◆ **Text shown**:
···
Malware details
- Classification: Potentially unwanted program
- Author: Conduit Inc.

= Conduit toolbar =

Online platform

The Conduit toolbar was an online platform that allowed web publishers to create custom toolbars, web apps, and mobile apps at no cost. It was developed by Conduit Inc. but demerged to Perion Network. Conduit had approximately 260,000 registered publishers who have collectively created content downloaded by more than 250 million end users. Web apps and pieces of content developed through Conduit's platform can be distributed and exchanged online via the Conduit App Marketplace. As of 2010, 60 million users consumed apps from the marketplace on a daily basis.

Conduit's toolbars have been described in online forums and news outlets as malware and are difficult to remove. It has both browser hijacking and rootkit capabilities. Conduit began to shift away from this part of its business in late 2013 when it spun off its toolbar division into Perion Network through a reverse merger. After the deal, Conduit shareholders still owned 81% of Perion's existing shares, though both Perion and Conduit remain independent companies.

==History==
In 2010 Conduit then-president Adam Boyden was featured in Forbes magazine online, in which he discussed the link between successful social gaming and marketing principles. In 2010 there were more than 100 million toolbars being powered by Conduit that were used at least once a month, which put Conduit at #29 on Google's list of top 1,000 sites on the Internet that year. In May 2011, Conduit completed the $45 million acquisition of Israeli startup Wibiya, an engagement platform that enables publishers to integrate a variety of web applications on their site via the Wibiya Bar product.
···
◆ **Records**:

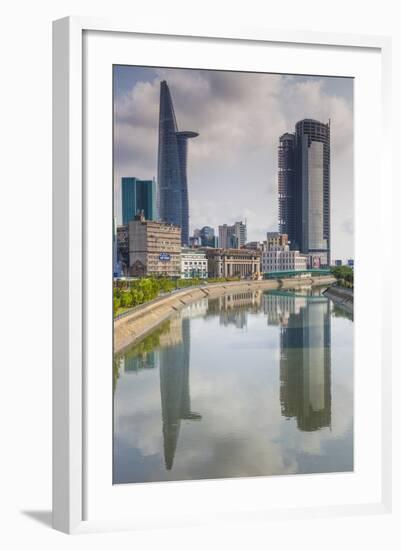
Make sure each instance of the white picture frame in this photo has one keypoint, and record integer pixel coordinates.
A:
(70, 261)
···
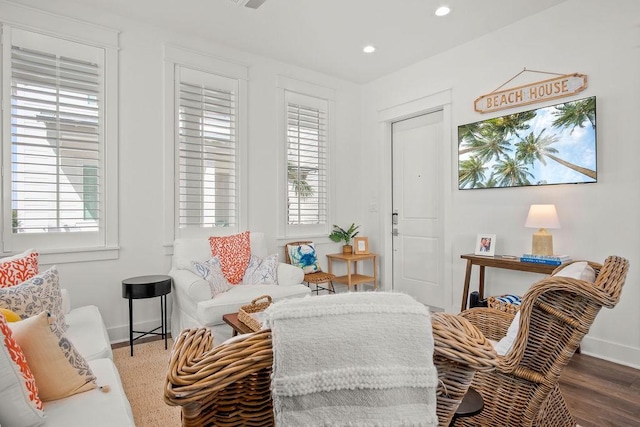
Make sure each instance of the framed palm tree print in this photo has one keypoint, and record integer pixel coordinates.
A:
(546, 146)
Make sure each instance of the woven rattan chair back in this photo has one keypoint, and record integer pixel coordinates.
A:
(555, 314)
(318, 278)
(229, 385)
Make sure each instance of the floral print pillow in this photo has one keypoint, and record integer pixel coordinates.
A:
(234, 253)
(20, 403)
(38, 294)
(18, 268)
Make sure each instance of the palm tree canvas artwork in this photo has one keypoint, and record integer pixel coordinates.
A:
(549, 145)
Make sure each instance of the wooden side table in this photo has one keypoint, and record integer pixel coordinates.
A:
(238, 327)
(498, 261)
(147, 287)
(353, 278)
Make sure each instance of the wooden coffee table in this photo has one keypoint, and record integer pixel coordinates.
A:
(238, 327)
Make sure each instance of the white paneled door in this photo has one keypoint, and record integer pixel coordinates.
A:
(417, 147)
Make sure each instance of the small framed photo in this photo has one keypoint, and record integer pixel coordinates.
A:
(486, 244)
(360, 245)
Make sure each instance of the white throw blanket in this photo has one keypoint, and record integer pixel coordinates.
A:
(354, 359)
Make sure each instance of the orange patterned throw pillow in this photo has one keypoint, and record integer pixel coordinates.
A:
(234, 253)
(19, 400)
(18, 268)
···
◆ **Exercise requirements**:
- a) Repeat word for word the part of the Conduit toolbar article starting at "Conduit's toolbars have" and ending at "remain independent companies.".
- b) Write what comes next in the Conduit toolbar article, picking up right after its final sentence.
The rows come from a separate source unrelated to the Conduit toolbar article.

◆ **Your written answers**:
- a)
Conduit's toolbars have been described in online forums and news outlets as malware and are difficult to remove. It has both browser hijacking and rootkit capabilities. Conduit began to shift away from this part of its business in late 2013 when it spun off its toolbar division into Perion Network through a reverse merger. After the deal, Conduit shareholders still owned 81% of Perion's existing shares, though both Perion and Conduit remain independent companies.

- b)
During this time Conduit moved away from the toolbar part of its business in order to focus on its mobile and browser engagement offerings. Ingrid Lunden of TechCrunch wrote that by spinning off the Client Connect business, the "split divided the company in two, with one part focusing on its mobile and engagement business and run by Shilo, and the other, Client Connect, merging with Perion". Lunden said further that, "Less than a month after browser-toolbar and mobile startup Conduit merged its Client Connect division with Perion, the company is making another change to its business. Conduit has announced that it will be discontinuing Wibiya, the social browser toolbar service that it acquired in 2011 for $45 million, as it shifts further away from its toolbar business." In late 2013 Conduit was valued at $1.5 billion.

==Technology==

===Browser===
Until 2013, one of Conduit's main businesses revolved around downloadable toolbars. Conduit allowed publishers to create and distribute their own toolbars for web browsers. Typically the toolbars were installed with another software product on which the toolbar is a piggyback program, with users given the option to not install the toolbar. Browsers that initially supported the toolbars included Internet Explorer, Firefox, and Safari. Google Chrome was added as a supported browser in 2011. Conduit uses Microsoft Bing to provide search results to the user.

Examples of toolbars have included a Zynga-designed toolbar that helps Farmville enthusiasts keep up-to-date with the status of their game, another is a toolbar from eBay that provides auction updates. The content is customized to the individual toolbar rather than generalized for all users. The toolbar can also be used for general information distribution as well, which has been used by companies to engage in marketing campaigns. Other companies that have developed Conduit toolbars include Major League Baseball, Greenpeace, and Lufthansa. Some of the companies and brands that have used Conduit's platform are Major League Baseball, Time Warner Cable, Fox News, Zynga, Chelsea Football Club, Groupon, Travelocity, μTorrent, and The Weather Channel. The toolbars have been described in online forums and news outlets as browser hijackers and are difficult to remove. It is said that most of Conduit's revenue comes from paid referrals from its search engine.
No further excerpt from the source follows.